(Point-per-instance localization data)
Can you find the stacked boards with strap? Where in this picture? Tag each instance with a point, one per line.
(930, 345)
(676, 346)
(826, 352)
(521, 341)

# What needs to be done
Retype the records above exactly, so that no line differs from its source.

# Solution
Can you find the stacked boards with strap? Where in this picture? Tag each instance with a point, one per line.
(930, 345)
(676, 346)
(826, 352)
(521, 341)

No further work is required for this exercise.